(Beginning of DOCUMENT TEXT)
Scientists say 2016 saw the largest recorded die-off of coral in the Great Barrier Reef. But it's not all bad news.
Scientists assess coral mortality on Zenith Reef, in the Northern Great Barrier Reef, following the bleaching event
Scientists confirmed the largest die-off of coral ever recorded in Australia's renowned Great Barrier Reef on Monday, saying 67 percent of shallow-water corals in its northern region have been lost over the past eight to nine months.
"Most of the losses in 2016 have occurred in the northern, most-pristine part of the Great Barrier Reef," said Terry Hughes, director of the Australian Research Council (ARC) Centre of Excellence for Coral Reef Studies, which has led aerial surveys of the damage, in a statement. "This region escaped with minor damage in two earlier bleaching events in 1998 and 2002, but this time around it has been badly affected."
It's the third time in 18 years that the 2300-kilometer reef system has undergone mass bleaching as a result of global warming and strong El Ninos. But the current event is said to be the worst on record, partly triggered by warmer underwater temperatures over the past year.
Corals can only survive within a narrow temperature range. As the oceans warm, they expel the symbiotic algae that grow in their tissues, which causes bleaching and coral death. An unhealthy coral reef is also much more vulnerable to predators such as crown-of-thorns starfish. The marine invertebrates can recover if temperatures drop and the algae recolonize them. But scientists are concerned that a fourth bleaching event could happen soon and interrupt the recovery process, which could take at least 10-15 years.
Still, the scientists from ARC, which is based at James Cook University, were relieved to find a much lower coral death toll in the central and southern regions of the biodiversity-rich reef system. In 2016, about 6 percent of bleached corals died in the central region and 1 percent in the south.
(End of DOCUMENT TEXT)
**QUESTIONS:**
• A. Summarize the Great Barrier Reef article in two sentences.
• B. Write the next paragraph of the Great Barrier Reef article, picking up after its final sentence.
The entries that come next have no connection to the Great Barrier Reef article.
(Beginning of DATA UNDER STUDY)
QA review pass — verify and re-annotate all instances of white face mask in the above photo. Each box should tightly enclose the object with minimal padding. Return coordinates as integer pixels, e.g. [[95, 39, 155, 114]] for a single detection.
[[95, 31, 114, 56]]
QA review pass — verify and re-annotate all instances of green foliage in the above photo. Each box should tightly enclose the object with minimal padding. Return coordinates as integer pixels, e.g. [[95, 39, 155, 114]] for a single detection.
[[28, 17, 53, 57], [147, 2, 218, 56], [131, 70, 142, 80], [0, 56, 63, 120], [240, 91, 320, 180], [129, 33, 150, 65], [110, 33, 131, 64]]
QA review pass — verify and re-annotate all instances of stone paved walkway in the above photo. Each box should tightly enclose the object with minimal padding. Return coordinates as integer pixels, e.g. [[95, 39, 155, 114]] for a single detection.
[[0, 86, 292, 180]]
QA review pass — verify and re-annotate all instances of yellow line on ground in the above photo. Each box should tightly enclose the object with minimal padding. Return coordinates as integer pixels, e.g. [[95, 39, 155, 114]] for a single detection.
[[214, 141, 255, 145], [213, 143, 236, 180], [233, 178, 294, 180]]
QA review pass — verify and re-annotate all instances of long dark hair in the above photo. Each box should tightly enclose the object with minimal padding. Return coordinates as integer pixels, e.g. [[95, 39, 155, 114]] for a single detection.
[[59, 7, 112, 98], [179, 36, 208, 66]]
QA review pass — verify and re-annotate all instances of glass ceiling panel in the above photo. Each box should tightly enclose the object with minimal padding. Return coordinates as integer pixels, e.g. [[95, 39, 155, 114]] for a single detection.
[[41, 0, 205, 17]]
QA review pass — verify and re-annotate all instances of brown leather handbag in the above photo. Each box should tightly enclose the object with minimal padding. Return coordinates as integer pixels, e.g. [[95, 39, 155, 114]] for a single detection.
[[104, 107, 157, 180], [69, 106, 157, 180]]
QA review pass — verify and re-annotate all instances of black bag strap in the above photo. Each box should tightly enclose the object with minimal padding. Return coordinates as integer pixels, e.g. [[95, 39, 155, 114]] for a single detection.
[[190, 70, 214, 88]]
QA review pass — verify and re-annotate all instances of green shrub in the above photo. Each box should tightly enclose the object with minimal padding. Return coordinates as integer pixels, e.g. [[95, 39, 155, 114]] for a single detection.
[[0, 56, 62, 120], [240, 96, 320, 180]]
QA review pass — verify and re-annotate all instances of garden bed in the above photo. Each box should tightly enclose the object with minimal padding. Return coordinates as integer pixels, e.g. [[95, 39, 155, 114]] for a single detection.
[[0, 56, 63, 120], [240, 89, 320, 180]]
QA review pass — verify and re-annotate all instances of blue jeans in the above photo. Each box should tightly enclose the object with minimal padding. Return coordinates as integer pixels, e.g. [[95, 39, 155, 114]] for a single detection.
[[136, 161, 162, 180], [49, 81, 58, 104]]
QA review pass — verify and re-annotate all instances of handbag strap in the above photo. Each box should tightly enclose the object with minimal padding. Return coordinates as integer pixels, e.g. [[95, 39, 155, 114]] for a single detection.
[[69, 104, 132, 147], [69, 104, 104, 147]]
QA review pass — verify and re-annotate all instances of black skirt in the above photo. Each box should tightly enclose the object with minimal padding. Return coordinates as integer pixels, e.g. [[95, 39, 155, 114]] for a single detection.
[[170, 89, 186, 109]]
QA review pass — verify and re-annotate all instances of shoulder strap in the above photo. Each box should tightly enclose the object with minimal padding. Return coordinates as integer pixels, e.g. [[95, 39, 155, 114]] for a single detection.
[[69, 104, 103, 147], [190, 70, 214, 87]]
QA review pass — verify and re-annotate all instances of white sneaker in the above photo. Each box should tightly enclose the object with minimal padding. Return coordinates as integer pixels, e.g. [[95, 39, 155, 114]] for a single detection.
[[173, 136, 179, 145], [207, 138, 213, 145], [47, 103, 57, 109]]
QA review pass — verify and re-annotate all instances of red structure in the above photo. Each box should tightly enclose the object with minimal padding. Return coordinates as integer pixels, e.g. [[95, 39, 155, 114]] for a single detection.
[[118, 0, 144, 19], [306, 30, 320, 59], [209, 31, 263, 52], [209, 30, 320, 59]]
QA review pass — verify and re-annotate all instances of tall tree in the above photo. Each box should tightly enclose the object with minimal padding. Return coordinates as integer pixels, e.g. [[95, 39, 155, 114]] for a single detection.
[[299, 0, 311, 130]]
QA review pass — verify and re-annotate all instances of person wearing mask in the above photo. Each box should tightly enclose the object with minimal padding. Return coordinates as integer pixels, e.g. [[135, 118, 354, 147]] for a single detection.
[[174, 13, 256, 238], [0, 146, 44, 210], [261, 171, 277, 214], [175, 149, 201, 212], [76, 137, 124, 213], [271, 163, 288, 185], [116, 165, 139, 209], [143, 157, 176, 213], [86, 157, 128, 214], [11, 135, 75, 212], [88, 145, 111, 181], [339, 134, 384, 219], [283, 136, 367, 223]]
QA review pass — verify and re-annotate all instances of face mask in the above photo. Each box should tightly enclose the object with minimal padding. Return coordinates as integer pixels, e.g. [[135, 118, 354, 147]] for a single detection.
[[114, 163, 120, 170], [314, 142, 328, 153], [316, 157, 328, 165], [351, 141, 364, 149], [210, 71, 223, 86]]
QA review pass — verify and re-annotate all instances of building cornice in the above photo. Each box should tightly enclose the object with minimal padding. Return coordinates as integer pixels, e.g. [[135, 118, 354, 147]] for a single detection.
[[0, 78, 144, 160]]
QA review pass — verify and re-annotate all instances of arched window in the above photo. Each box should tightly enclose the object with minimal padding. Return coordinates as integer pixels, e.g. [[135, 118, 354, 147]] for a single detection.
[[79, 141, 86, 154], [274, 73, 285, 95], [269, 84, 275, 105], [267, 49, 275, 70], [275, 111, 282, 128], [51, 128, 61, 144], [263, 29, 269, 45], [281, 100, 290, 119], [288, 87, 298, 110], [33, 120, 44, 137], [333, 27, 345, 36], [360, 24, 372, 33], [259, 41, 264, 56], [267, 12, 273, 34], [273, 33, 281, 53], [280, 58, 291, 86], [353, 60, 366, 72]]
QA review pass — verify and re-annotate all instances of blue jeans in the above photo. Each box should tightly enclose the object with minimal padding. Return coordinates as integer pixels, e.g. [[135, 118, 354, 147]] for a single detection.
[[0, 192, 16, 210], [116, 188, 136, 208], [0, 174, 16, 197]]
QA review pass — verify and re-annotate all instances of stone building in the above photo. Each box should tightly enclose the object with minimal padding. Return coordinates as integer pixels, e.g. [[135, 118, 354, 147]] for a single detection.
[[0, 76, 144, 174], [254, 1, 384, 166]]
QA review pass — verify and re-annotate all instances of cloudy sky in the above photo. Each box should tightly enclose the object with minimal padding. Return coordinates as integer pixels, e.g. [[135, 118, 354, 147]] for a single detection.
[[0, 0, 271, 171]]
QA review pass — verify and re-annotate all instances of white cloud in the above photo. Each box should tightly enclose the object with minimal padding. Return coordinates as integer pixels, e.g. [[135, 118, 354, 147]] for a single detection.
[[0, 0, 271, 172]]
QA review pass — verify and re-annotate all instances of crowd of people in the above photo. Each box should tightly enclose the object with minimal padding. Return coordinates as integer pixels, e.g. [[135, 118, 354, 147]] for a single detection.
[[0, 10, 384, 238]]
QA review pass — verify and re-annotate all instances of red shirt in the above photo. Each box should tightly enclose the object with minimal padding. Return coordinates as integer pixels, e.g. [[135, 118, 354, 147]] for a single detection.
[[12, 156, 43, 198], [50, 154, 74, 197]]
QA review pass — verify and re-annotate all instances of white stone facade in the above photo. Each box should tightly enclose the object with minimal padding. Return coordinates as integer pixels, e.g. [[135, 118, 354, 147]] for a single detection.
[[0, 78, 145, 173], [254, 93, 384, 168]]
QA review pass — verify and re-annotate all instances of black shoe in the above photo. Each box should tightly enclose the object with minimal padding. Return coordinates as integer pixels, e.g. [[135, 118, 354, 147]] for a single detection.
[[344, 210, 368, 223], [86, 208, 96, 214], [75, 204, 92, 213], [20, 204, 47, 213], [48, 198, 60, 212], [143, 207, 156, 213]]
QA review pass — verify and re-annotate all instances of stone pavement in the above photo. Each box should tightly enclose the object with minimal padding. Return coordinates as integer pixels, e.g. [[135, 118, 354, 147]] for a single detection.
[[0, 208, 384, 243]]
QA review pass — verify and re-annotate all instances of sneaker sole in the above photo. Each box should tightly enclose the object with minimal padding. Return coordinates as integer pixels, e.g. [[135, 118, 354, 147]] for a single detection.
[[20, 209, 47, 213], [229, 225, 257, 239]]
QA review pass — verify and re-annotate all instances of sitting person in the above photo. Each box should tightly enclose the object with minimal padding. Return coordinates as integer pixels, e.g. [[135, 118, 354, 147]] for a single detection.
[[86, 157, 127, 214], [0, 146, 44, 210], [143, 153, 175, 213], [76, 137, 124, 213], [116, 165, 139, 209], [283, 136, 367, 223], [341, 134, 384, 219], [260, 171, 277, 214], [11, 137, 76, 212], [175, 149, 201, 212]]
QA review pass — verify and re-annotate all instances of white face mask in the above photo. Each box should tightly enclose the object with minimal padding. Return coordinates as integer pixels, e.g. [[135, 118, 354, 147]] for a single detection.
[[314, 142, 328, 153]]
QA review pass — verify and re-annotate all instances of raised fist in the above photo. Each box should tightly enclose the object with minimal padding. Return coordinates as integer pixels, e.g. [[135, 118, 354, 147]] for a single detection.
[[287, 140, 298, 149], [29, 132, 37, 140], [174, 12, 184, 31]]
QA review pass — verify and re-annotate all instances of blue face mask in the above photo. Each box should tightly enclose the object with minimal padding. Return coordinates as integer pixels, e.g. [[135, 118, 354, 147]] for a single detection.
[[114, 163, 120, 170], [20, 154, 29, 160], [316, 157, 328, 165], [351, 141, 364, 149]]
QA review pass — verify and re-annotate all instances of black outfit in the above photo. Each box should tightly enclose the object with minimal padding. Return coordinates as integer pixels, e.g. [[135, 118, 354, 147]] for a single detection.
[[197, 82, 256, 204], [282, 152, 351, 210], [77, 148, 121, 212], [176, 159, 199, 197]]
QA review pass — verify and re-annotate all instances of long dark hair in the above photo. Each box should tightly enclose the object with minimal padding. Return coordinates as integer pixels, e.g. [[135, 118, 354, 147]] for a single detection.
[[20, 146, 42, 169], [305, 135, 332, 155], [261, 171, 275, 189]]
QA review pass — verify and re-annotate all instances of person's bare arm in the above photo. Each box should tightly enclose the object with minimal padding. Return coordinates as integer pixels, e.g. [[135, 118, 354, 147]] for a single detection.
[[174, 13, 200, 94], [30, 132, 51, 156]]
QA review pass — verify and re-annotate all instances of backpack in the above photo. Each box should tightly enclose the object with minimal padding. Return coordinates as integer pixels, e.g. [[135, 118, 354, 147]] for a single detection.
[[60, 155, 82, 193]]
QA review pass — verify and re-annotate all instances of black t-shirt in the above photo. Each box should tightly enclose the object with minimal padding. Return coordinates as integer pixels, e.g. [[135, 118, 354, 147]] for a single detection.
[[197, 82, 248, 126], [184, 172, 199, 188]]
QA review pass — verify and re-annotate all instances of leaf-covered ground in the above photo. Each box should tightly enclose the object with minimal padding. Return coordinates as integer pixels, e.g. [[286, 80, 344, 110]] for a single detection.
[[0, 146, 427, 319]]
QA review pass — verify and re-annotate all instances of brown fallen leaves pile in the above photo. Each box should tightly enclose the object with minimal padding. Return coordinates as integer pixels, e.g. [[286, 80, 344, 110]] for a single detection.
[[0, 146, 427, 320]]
(End of DATA UNDER STUDY)
**RESULTS IN ORDER:**
• A. Scientists confirmed that 2016 brought the largest coral die-off ever recorded in the Great Barrier Reef, with 67 percent of shallow-water corals lost in the northern region, which had escaped with minor damage in the 1998 and 2002 bleaching events. This third mass bleaching in 18 years resulted from global warming and strong El Ninos, and although far fewer bleached corals died in the central and southern regions, scientists fear a fourth event could interrupt a recovery that could take at least 10-15 years.

• B.
"The good news is the southern two-thirds of the Reef has escaped with minor damage," said the ARC's Andrew Baird, who led teams of divers to re-survey reefs in October and November. "The corals have now regained their vibrant color, and these reefs are in good condition."
Coral in the northern offshore corner of the Great Barrier Marine Park also fared better than the other parts of the northern reef. "We suspect these reefs are partially protected from heat stress by upwelling of cooler water from the Coral Sea," said Hughes.
That comes as good news after an article went viral in October declaring the death of what is often described as the Earth's largest organism. "The Great Barrier Reef of Australia passed away in 2016 after a long illness. It was 25 million years old," read the obituary in Outside Online.
Scientists and environmentalists quickly took to Twitter to criticize the article, saying the reef was still very much alive and it was counterproductive to say otherwise as it could cause people to lose hope and not take action to save it.
Vital for millions of people
Coral reefs are not only host to a wide range of marine plants and animals; some half a billion people around the globe are dependent upon them for food or through tourism. The Great Barrier Reef alone employs around 70,000 people and generates around $5 billion (4.7 billion euros) in income each year, according to the ARC statement.
But it is not the only system under threat. A recent study by a research team from the University of Edinburgh found that climate change could also threaten North Atlantic coral populations.